■ How to complete this task:
After locating the line containing "brick wall occupies?", transcribe that line and all following lines exactly, stopping only at the end of the records.

■ Material shown:
***

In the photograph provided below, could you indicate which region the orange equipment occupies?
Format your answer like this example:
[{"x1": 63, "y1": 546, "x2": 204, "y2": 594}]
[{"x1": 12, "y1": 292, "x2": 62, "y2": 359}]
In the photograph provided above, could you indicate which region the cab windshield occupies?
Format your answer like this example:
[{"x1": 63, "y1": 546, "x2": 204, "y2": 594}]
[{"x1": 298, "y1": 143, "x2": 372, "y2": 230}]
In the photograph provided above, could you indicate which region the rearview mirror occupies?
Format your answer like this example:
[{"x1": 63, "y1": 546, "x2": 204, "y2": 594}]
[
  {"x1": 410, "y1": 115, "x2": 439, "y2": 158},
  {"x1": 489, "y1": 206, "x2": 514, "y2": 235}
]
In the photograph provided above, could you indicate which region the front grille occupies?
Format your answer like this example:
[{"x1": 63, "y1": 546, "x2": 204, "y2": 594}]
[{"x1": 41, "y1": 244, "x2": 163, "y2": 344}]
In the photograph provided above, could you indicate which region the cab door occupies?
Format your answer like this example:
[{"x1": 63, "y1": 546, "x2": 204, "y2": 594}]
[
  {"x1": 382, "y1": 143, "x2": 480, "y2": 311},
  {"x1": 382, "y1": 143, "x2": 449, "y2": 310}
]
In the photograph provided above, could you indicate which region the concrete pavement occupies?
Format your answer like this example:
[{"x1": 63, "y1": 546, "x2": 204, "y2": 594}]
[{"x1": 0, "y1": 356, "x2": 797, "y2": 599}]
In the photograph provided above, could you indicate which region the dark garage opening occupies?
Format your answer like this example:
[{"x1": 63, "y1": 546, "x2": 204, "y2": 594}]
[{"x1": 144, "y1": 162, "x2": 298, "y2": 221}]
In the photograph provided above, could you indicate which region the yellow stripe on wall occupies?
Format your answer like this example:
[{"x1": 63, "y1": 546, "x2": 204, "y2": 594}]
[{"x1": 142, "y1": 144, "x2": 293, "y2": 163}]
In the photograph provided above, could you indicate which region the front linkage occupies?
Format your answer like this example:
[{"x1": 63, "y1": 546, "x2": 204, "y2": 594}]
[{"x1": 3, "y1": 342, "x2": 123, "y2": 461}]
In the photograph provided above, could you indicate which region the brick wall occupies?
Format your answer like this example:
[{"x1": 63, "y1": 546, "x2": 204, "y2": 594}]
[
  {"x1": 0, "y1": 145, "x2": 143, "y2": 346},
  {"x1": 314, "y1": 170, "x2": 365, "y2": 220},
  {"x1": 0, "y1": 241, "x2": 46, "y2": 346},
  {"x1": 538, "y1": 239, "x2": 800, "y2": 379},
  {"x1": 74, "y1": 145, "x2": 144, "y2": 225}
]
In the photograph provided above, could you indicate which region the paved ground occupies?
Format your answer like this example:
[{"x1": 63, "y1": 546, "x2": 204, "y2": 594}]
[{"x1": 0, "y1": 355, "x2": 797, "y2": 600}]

***

■ Solution for this task:
In the photograph provided above, could you indicate which region the brick wall occupies?
Format your answer like this example:
[{"x1": 63, "y1": 546, "x2": 204, "y2": 594}]
[
  {"x1": 0, "y1": 145, "x2": 143, "y2": 346},
  {"x1": 314, "y1": 170, "x2": 365, "y2": 220},
  {"x1": 0, "y1": 241, "x2": 46, "y2": 346},
  {"x1": 538, "y1": 239, "x2": 800, "y2": 379},
  {"x1": 74, "y1": 145, "x2": 144, "y2": 225}
]
In the photograph provided above, could you indicate which region the paved ground occupies?
Format your answer like this example:
[{"x1": 63, "y1": 546, "x2": 204, "y2": 594}]
[{"x1": 0, "y1": 355, "x2": 797, "y2": 600}]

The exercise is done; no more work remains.